[Information]

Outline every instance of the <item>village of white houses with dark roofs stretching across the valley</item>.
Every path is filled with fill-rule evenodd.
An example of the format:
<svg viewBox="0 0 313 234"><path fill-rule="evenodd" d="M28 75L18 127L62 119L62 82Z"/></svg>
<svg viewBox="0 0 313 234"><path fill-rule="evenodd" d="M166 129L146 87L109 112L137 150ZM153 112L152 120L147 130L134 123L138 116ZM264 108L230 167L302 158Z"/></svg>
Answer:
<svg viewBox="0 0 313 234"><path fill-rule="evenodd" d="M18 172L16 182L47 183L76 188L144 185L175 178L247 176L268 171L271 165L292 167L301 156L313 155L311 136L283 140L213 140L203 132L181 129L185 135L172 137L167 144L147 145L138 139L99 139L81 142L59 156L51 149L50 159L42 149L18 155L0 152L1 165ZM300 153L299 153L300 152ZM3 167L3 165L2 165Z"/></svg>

[Work order]
The lines to extract from the data above begin with the line containing "75L18 127L62 119L62" and end with the line containing "129L146 87L109 112L137". Extract them exactly, including both.

[Expected answer]
<svg viewBox="0 0 313 234"><path fill-rule="evenodd" d="M28 75L18 127L62 119L62 82Z"/></svg>
<svg viewBox="0 0 313 234"><path fill-rule="evenodd" d="M166 129L146 87L109 112L137 150ZM153 112L152 120L147 130L134 123L138 116ZM264 108L230 167L302 158Z"/></svg>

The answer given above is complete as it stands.